Set problem → Print every one of the records below verbatim, leaving each line unchanged.

Task data →
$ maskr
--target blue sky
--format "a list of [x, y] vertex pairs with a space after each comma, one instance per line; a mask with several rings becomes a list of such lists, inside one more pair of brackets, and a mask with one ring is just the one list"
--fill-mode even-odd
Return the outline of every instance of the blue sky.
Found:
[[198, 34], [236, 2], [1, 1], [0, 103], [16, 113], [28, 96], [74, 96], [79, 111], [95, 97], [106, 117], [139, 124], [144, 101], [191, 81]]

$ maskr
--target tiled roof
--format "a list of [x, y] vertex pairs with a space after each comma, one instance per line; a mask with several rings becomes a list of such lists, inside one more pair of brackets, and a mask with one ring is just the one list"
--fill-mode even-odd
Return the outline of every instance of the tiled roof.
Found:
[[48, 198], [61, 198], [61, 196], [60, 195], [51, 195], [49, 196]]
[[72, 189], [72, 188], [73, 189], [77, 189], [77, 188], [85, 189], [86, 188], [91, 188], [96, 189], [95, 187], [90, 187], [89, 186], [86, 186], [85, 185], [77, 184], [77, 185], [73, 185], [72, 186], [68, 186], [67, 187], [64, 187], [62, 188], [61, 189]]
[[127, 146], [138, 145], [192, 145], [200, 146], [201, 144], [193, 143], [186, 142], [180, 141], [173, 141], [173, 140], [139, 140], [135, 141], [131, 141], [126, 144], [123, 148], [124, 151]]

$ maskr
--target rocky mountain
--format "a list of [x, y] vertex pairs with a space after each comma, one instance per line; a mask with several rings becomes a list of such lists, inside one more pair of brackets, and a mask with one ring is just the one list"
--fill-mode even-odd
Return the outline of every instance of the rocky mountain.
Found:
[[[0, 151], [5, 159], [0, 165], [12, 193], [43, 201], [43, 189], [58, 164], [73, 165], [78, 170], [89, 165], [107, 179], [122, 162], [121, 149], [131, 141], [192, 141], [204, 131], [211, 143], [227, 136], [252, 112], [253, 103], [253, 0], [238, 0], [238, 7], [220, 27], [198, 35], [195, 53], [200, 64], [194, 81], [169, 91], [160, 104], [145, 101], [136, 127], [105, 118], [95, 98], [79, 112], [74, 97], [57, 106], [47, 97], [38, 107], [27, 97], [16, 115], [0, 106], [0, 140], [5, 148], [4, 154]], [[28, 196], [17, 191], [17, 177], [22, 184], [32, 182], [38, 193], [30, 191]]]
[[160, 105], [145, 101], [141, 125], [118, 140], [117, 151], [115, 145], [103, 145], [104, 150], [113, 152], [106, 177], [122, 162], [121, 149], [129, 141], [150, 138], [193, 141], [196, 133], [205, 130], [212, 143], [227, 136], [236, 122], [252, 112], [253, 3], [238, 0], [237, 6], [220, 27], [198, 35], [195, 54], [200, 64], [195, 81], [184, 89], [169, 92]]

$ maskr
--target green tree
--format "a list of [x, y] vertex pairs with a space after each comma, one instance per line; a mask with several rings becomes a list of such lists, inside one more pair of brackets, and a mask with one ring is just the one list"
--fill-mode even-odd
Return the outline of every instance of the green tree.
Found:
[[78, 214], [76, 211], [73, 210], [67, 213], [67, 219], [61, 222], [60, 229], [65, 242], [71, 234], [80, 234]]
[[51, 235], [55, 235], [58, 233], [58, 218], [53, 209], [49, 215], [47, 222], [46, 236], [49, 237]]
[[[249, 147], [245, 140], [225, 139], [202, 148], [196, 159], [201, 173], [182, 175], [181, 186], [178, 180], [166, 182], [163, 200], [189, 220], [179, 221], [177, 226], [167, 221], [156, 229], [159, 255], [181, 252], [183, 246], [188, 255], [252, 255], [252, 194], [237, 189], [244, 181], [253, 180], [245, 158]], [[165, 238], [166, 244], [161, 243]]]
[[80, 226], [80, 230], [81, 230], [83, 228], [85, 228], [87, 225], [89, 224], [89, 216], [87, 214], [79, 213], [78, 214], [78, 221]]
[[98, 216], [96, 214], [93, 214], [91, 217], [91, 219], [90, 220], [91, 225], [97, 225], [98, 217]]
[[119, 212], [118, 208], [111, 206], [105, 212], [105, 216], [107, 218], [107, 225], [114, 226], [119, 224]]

The answer →
$ maskr
--target blue sky
--format "a list of [x, y] vertex pairs with a space after each comma, one instance per line; a mask with several rings becomes a list of such lists, inside one more pair of brackets, and a mask with one ring is just the one list"
--fill-mode even-odd
Return the outline of every instance of the blue sky.
Found:
[[198, 34], [236, 2], [1, 1], [0, 103], [16, 113], [28, 96], [74, 96], [79, 111], [95, 97], [106, 117], [139, 124], [144, 101], [191, 81]]

$ maskr
--target tiled roof
--format "a list of [x, y] vertex pairs with a space after each comma, one instance per line; a mask with several rings becomes a list of such lists, inside one more pair of brackets, and a mask with one ring is just the one list"
--fill-mode even-odd
Return the outline of every instance of the tiled roof.
Found:
[[48, 198], [61, 198], [61, 196], [60, 195], [51, 195], [49, 196]]
[[72, 189], [72, 188], [73, 189], [77, 189], [77, 188], [85, 189], [86, 188], [91, 188], [96, 189], [95, 187], [90, 187], [89, 186], [86, 186], [85, 185], [77, 184], [77, 185], [73, 185], [72, 186], [68, 186], [67, 187], [64, 187], [62, 188], [61, 189]]
[[127, 146], [138, 145], [192, 145], [200, 146], [201, 144], [193, 143], [186, 142], [180, 141], [173, 141], [173, 140], [139, 140], [135, 141], [131, 141], [126, 144], [123, 148], [124, 151]]

$ maskr
--target rocky mountain
--format "a list of [x, y] vertex pairs with a space after each comma, one instance per line; a mask with several rings becomes a list of such lists, inside one more pair of brackets, and a mask with one ring is just the one list"
--fill-mode even-odd
Return the outline of every instance of the rocky mountain.
Found:
[[[0, 151], [5, 159], [0, 165], [12, 193], [43, 201], [43, 189], [58, 164], [73, 165], [78, 170], [89, 165], [107, 179], [122, 162], [121, 149], [131, 141], [192, 141], [204, 131], [211, 143], [227, 136], [252, 112], [253, 103], [253, 0], [238, 0], [238, 7], [220, 27], [198, 35], [195, 53], [200, 64], [194, 81], [169, 91], [160, 104], [145, 101], [136, 127], [105, 118], [95, 98], [79, 112], [74, 97], [57, 106], [47, 97], [38, 107], [27, 97], [16, 115], [0, 106], [0, 140], [5, 148], [4, 154]], [[28, 196], [17, 191], [17, 177], [22, 184], [32, 182], [38, 193], [30, 191]]]
[[160, 105], [145, 101], [141, 125], [118, 140], [117, 151], [115, 145], [103, 145], [104, 150], [113, 152], [106, 177], [122, 162], [121, 149], [129, 141], [150, 138], [193, 141], [196, 133], [205, 130], [212, 143], [227, 136], [236, 122], [252, 112], [253, 3], [238, 0], [237, 6], [220, 27], [198, 35], [195, 54], [200, 64], [195, 81], [184, 89], [169, 92]]

$ maskr
--target green tree
--format "a list of [x, y] vertex pairs with a space after each comma, one instance per line; a mask with several rings becomes a list of such lists, inside one more pair of brackets, and a mask with one ring is just the one list"
--fill-mode even-odd
Return the outline of every instance of the green tree.
Found:
[[78, 214], [76, 211], [73, 210], [67, 213], [67, 219], [61, 222], [60, 229], [65, 242], [71, 234], [80, 234]]
[[51, 235], [55, 235], [58, 233], [58, 218], [53, 209], [49, 215], [47, 222], [46, 236], [49, 237]]
[[[249, 147], [245, 140], [225, 139], [202, 148], [196, 159], [201, 173], [182, 175], [181, 186], [178, 180], [166, 182], [163, 200], [189, 220], [179, 221], [177, 226], [167, 221], [156, 229], [159, 255], [181, 252], [183, 246], [188, 255], [252, 255], [252, 194], [237, 189], [244, 181], [253, 180], [245, 158]], [[165, 238], [166, 244], [161, 243]]]
[[80, 226], [80, 230], [81, 230], [83, 228], [85, 228], [87, 225], [89, 224], [89, 216], [87, 214], [79, 213], [78, 214], [78, 221]]
[[98, 216], [96, 214], [93, 214], [91, 217], [91, 219], [90, 220], [91, 225], [97, 225], [98, 217]]
[[119, 212], [118, 208], [111, 206], [105, 212], [105, 216], [107, 218], [107, 225], [114, 226], [119, 224]]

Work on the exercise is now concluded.